- **Aim**
Format every line of the records below as a JSON list of strings, one string for each line, leaving out any blank lines.

Records of labeled boxes
^^^^^^^^

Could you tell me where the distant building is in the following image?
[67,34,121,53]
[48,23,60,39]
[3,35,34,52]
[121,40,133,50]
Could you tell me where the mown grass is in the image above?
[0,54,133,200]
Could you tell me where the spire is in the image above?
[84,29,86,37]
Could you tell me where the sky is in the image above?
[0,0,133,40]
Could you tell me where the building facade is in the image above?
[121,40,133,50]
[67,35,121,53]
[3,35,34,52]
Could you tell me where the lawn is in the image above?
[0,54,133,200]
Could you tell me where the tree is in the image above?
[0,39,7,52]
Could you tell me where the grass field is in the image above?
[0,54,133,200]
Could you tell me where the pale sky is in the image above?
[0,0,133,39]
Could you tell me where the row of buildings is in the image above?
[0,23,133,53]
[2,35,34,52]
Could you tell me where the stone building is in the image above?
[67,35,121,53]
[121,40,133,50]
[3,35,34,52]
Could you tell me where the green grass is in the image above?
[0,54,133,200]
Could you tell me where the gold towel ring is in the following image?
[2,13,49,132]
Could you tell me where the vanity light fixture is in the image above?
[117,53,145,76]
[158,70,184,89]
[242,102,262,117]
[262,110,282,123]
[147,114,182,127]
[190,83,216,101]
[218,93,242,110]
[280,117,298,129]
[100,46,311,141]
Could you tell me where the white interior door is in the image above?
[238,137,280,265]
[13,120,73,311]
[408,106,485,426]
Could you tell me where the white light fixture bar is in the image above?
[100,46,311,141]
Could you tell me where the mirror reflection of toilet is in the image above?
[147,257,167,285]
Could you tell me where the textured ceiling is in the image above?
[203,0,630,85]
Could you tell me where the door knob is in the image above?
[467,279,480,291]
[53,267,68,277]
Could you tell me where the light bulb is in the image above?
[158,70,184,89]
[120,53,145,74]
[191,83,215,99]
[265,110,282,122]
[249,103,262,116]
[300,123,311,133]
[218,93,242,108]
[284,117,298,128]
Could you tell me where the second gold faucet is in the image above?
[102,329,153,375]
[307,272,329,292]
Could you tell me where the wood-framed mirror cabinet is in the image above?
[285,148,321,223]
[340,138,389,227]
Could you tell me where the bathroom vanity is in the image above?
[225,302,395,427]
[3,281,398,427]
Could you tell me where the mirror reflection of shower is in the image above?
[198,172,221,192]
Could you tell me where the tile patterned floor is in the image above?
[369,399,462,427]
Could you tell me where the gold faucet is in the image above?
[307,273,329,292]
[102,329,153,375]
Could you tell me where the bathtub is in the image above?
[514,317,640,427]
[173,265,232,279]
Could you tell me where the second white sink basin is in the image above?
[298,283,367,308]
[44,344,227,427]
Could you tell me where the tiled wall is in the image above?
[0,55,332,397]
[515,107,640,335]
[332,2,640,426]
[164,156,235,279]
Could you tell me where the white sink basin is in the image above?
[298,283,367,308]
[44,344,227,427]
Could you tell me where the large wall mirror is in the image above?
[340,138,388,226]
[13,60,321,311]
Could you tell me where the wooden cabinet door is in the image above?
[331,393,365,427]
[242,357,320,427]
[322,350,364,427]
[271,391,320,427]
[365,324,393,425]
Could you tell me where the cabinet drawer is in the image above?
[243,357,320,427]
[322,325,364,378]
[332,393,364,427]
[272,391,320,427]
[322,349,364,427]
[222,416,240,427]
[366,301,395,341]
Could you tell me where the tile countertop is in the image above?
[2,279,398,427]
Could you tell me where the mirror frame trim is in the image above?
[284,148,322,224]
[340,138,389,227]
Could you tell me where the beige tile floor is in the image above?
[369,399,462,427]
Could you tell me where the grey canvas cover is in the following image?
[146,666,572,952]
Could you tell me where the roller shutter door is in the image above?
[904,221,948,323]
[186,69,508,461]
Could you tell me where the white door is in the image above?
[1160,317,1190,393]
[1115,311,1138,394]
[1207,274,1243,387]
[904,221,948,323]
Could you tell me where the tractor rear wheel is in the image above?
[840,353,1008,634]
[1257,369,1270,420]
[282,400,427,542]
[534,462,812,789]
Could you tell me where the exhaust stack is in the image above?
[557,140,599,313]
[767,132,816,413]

^^^^^^^^

- **Task output**
[
  "Could you tell me where the distant building is in the following image?",
  "[67,34,121,53]",
  "[48,23,60,39]",
  "[3,35,34,52]",
  "[121,40,133,50]",
  "Could you tell me where the mown grass is in the image above?",
  "[0,54,133,200]",
  "Could you tell me where the spire is in the image above?",
  "[84,29,86,37]",
  "Could you tell me where the sky is in the image above?",
  "[0,0,133,40]",
  "Could you tell me where the building facade is in the image above?",
  "[121,40,133,50]",
  "[67,35,121,53]",
  "[3,35,34,52]",
  "Could you tell me where the lawn is in the image above?",
  "[0,54,133,200]",
  "Could you tell me where the tree is in the image above?",
  "[0,39,7,52]",
  "Could you tell me where the grass field is in the image above?",
  "[0,54,133,200]",
  "Could you tell me where the pale sky is in the image above?",
  "[0,0,133,39]",
  "Could you tell me where the row of buildings is in the image above?",
  "[0,23,133,53]",
  "[2,35,34,52]",
  "Could you tell me where the stone building is in the image above?",
  "[67,35,121,53]",
  "[121,40,133,50]",
  "[3,35,34,52]",
  "Could you tell me where the green grass is in the image above?",
  "[0,54,133,200]",
  "Could you tell me where the gold towel ring is in the following image?",
  "[2,13,49,132]",
  "Could you tell me where the vanity light fixture is in the image above?",
  "[117,53,145,76]",
  "[158,70,184,89]",
  "[242,102,262,117]",
  "[262,110,282,123]",
  "[147,114,182,127]",
  "[190,83,216,101]",
  "[218,93,242,110]",
  "[280,117,298,129]",
  "[100,46,311,141]",
  "Could you tell me where the white interior door is in the image above?",
  "[238,137,280,265]",
  "[13,120,73,311]",
  "[408,106,485,426]",
  "Could you tell me where the white light fixture bar is in the image above?",
  "[100,46,311,141]",
  "Could you tell me where the mirror reflection of toilet is in the image above?",
  "[147,257,167,285]",
  "Could you tell me where the textured ceiling is in the image above?",
  "[203,0,630,85]",
  "Could you tell me where the door knob is in the image above?",
  "[467,279,480,291]",
  "[53,267,68,277]",
  "Could you tell me where the light bulb is in the image above?",
  "[158,70,184,89]",
  "[120,53,145,74]",
  "[191,83,215,99]",
  "[265,110,282,122]",
  "[249,103,262,116]",
  "[300,123,311,133]",
  "[218,93,242,108]",
  "[284,117,298,128]",
  "Could you tell me where the second gold faucet is in the image above?",
  "[102,329,153,375]",
  "[307,272,329,292]",
  "Could you tell me where the wood-framed mirror cabinet is in the image above?",
  "[285,148,321,223]",
  "[340,138,389,227]",
  "Could you tell me where the bathroom vanity is in the image above?",
  "[225,302,395,427]",
  "[3,281,398,427]",
  "Could you tell me where the mirror reflection of shower is in the image above?",
  "[198,172,221,192]",
  "Could you tell me where the tile patterned floor is in the image above?",
  "[369,399,462,427]",
  "Could you tell me where the gold faucet is in the image above?",
  "[307,273,329,292]",
  "[102,329,153,375]",
  "Could you tell me where the bathtub is in the image above?",
  "[514,317,640,427]",
  "[173,265,232,279]",
  "Could you tell me where the second white sink basin is in the image above?",
  "[298,283,367,308]",
  "[44,344,227,427]",
  "Could you tell me where the tiled wall is in the image above?",
  "[0,55,332,397]",
  "[515,107,640,335]",
  "[332,2,640,426]",
  "[164,156,235,279]",
  "Could you tell me where the white sink basin is in the image above?",
  "[298,283,367,308]",
  "[44,344,227,427]",
  "Could you tell me where the large wall mirror is in the image above?",
  "[340,138,388,226]",
  "[13,60,321,311]",
  "Could you tell me where the wooden cabinet door is in the image above?",
  "[331,393,365,427]",
  "[242,357,320,427]",
  "[322,350,364,427]",
  "[271,391,320,427]",
  "[365,324,393,425]",
  "Could you tell me where the cabinet drawer is in the image above?",
  "[243,357,320,427]",
  "[322,325,364,378]",
  "[332,393,364,427]",
  "[272,391,320,427]",
  "[322,349,364,427]",
  "[222,416,240,427]",
  "[366,301,395,341]",
  "Could you tell me where the tile countertop is in the image above?",
  "[2,279,398,427]",
  "Could you tell me where the mirror frame trim is in the image above?",
  "[284,148,322,224]",
  "[340,138,389,227]",
  "Could you tell me where the beige tile floor is in the image above?",
  "[369,399,462,427]",
  "Could you tell me where the grey canvas cover is in the following image?",
  "[146,666,572,952]",
  "Could you tell me where the roller shutter door is in the image above?",
  "[904,221,948,323]",
  "[186,69,508,461]",
  "Could you tell me where the white door is in the image above?",
  "[1160,317,1190,393]",
  "[1115,311,1138,394]",
  "[1207,274,1243,387]",
  "[904,221,948,323]",
  "Could you tell me where the tractor rear wheel is in the image above?",
  "[840,353,1008,634]",
  "[1257,369,1270,420]",
  "[282,400,427,542]",
  "[534,462,812,789]",
  "Could you tell me where the exhaust stack is in the image above?",
  "[557,140,599,313]",
  "[767,132,816,413]"
]